Udostępniony fragment >>
———

Dzień 1: Ostrava - Wenecja : 870km
Budzik dzwoni o 5:30. Siadam na łóżku, przecieram zaspane oczy i rozglądam się dookoła. Spokój i cisza. Przez zasłonięte kotary wpada niewiele światła, widać jednak że na zewnątrz już świta. Wschód słońca w Ostravie tego dnia to 5:29. Jeśli to prawda że kury budzą się zawsze o wschodzie słońca to można powiedzieć że my wstajemy razem z nimi. Nadstawiam uszu, by uchwycić to, co najważniejsze - nie pada. Uff. Czuję, że jesteśmy na tripie. Przez rok można zapomnieć jakie to uczucie. Jestem niewyspany, wokół łóżka leży mnóstwo bagaży, które muszę ponownie spakować do mikroskopijnego bagażnika, przed nami mnóstwo kilometrów a z tyłu głowy wciąż kołata myśl, że samochód na pewno się prędzej czy później zepsuje. Coś wspaniałego:)

———

[Dane do wykrywania obiektów]
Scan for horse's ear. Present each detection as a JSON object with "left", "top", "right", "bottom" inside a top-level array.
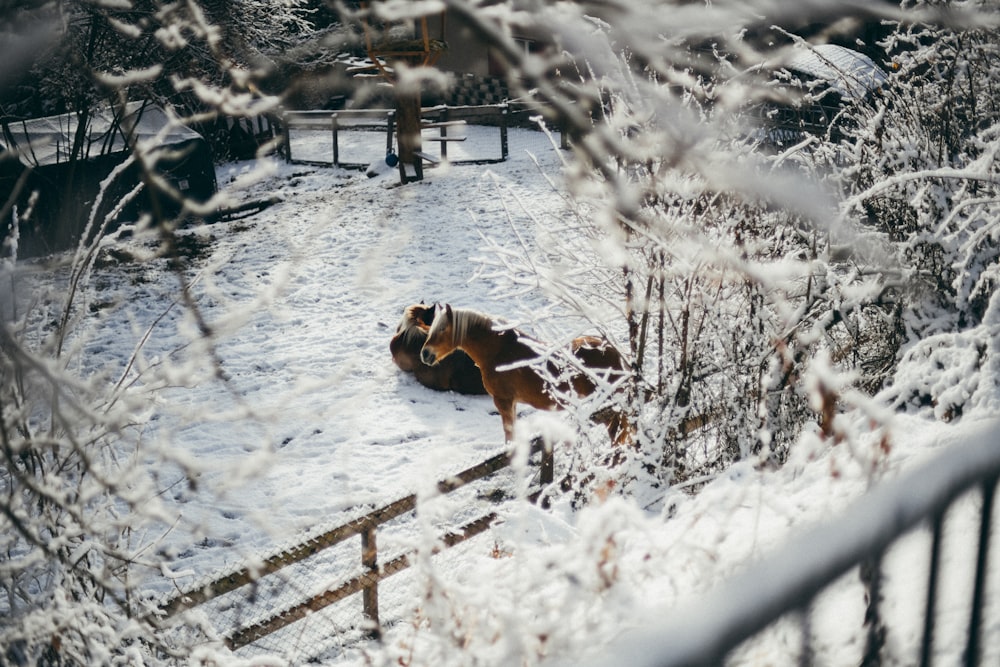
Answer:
[{"left": 420, "top": 308, "right": 434, "bottom": 327}]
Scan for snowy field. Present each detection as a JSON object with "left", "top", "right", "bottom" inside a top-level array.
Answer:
[{"left": 25, "top": 128, "right": 1000, "bottom": 665}]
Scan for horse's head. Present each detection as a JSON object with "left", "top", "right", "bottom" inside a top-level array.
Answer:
[
  {"left": 420, "top": 304, "right": 455, "bottom": 366},
  {"left": 396, "top": 301, "right": 434, "bottom": 336}
]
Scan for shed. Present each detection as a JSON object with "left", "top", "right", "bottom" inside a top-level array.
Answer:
[{"left": 0, "top": 102, "right": 217, "bottom": 257}]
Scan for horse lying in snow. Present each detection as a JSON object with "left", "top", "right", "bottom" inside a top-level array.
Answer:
[
  {"left": 389, "top": 303, "right": 486, "bottom": 394},
  {"left": 420, "top": 304, "right": 628, "bottom": 442}
]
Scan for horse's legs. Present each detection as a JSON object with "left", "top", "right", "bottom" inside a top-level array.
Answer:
[{"left": 493, "top": 396, "right": 517, "bottom": 442}]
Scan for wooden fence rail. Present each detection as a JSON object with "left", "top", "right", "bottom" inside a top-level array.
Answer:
[
  {"left": 159, "top": 443, "right": 554, "bottom": 650},
  {"left": 275, "top": 104, "right": 510, "bottom": 169}
]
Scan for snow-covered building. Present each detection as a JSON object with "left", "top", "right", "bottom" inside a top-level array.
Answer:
[{"left": 0, "top": 102, "right": 216, "bottom": 256}]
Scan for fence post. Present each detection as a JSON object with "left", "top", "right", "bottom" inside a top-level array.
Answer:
[
  {"left": 539, "top": 440, "right": 556, "bottom": 484},
  {"left": 500, "top": 104, "right": 509, "bottom": 162},
  {"left": 361, "top": 526, "right": 382, "bottom": 639},
  {"left": 438, "top": 106, "right": 448, "bottom": 160},
  {"left": 385, "top": 111, "right": 396, "bottom": 155},
  {"left": 330, "top": 113, "right": 340, "bottom": 167}
]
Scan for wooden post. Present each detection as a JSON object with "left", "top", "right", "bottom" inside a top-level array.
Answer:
[
  {"left": 438, "top": 106, "right": 448, "bottom": 160},
  {"left": 539, "top": 440, "right": 556, "bottom": 484},
  {"left": 396, "top": 93, "right": 423, "bottom": 183},
  {"left": 500, "top": 104, "right": 510, "bottom": 162},
  {"left": 361, "top": 526, "right": 382, "bottom": 639},
  {"left": 330, "top": 114, "right": 340, "bottom": 167}
]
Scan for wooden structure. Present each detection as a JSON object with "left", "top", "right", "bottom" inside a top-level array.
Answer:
[
  {"left": 361, "top": 2, "right": 448, "bottom": 183},
  {"left": 274, "top": 103, "right": 511, "bottom": 169},
  {"left": 159, "top": 442, "right": 554, "bottom": 650}
]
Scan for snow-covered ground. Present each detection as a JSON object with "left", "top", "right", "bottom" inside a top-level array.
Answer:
[{"left": 43, "top": 128, "right": 1000, "bottom": 665}]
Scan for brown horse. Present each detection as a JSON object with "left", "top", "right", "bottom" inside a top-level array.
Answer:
[
  {"left": 420, "top": 305, "right": 627, "bottom": 442},
  {"left": 389, "top": 303, "right": 486, "bottom": 394}
]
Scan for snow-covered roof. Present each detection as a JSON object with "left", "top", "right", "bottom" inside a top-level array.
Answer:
[
  {"left": 0, "top": 102, "right": 202, "bottom": 166},
  {"left": 787, "top": 44, "right": 889, "bottom": 100}
]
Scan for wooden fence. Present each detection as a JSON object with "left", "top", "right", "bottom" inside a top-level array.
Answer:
[
  {"left": 160, "top": 443, "right": 554, "bottom": 650},
  {"left": 277, "top": 104, "right": 510, "bottom": 169}
]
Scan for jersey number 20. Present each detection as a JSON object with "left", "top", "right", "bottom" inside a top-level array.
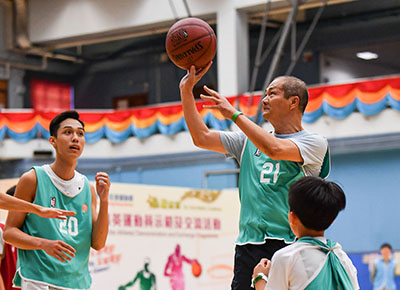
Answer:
[{"left": 60, "top": 216, "right": 79, "bottom": 237}]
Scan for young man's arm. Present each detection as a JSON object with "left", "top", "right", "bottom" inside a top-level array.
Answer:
[
  {"left": 180, "top": 63, "right": 303, "bottom": 162},
  {"left": 4, "top": 169, "right": 75, "bottom": 262},
  {"left": 179, "top": 62, "right": 226, "bottom": 153},
  {"left": 0, "top": 193, "right": 75, "bottom": 219},
  {"left": 90, "top": 172, "right": 110, "bottom": 250}
]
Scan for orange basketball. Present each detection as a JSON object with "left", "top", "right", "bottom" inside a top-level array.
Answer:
[
  {"left": 192, "top": 260, "right": 201, "bottom": 277},
  {"left": 165, "top": 17, "right": 217, "bottom": 69}
]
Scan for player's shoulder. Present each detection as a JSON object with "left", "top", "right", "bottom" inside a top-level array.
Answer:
[
  {"left": 19, "top": 168, "right": 37, "bottom": 184},
  {"left": 272, "top": 243, "right": 298, "bottom": 260}
]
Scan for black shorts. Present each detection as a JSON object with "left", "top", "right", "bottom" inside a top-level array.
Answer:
[{"left": 231, "top": 239, "right": 288, "bottom": 290}]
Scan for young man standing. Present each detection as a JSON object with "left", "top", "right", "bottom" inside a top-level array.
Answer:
[
  {"left": 4, "top": 111, "right": 110, "bottom": 290},
  {"left": 180, "top": 63, "right": 329, "bottom": 290}
]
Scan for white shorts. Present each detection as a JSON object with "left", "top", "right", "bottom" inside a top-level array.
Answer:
[{"left": 21, "top": 278, "right": 90, "bottom": 290}]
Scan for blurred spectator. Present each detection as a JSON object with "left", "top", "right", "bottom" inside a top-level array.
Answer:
[{"left": 371, "top": 243, "right": 396, "bottom": 290}]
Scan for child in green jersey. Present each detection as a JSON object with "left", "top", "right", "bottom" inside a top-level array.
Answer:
[{"left": 253, "top": 177, "right": 360, "bottom": 290}]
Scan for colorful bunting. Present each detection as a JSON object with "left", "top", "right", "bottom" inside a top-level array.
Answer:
[{"left": 0, "top": 77, "right": 400, "bottom": 143}]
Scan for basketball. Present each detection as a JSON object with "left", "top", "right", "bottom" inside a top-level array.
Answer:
[
  {"left": 165, "top": 17, "right": 217, "bottom": 70},
  {"left": 192, "top": 260, "right": 201, "bottom": 277}
]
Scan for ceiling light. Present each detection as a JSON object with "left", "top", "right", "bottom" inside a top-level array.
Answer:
[{"left": 357, "top": 51, "right": 378, "bottom": 60}]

———

Zadanie do wykonania >> Przepisz dokładnie fragment relacji z pierwszego dnia podróży do Wenecji. Zacznij od słów „Dzień 1: Ostrava” i skończ na słowach „zepsuje. Coś wspaniałego:)”.

Odpowiedź do ćwiczenia >>
Dzień 1: Ostrava - Wenecja : 870km
Budzik dzwoni o 5:30. Siadam na łóżku, przecieram zaspane oczy i rozglądam się dookoła. Spokój i cisza. Przez zasłonięte kotary wpada niewiele światła, widać jednak że na zewnątrz już świta. Wschód słońca w Ostravie tego dnia to 5:29. Jeśli to prawda że kury budzą się zawsze o wschodzie słońca to można powiedzieć że my wstajemy razem z nimi. Nadstawiam uszu, by uchwycić to, co najważniejsze - nie pada. Uff. Czuję, że jesteśmy na tripie. Przez rok można zapomnieć jakie to uczucie. Jestem niewyspany, wokół łóżka leży mnóstwo bagaży, które muszę ponownie spakować do mikroskopijnego bagażnika, przed nami mnóstwo kilometrów a z tyłu głowy wciąż kołata myśl, że samochód na pewno się prędzej czy później zepsuje. Coś wspaniałego:)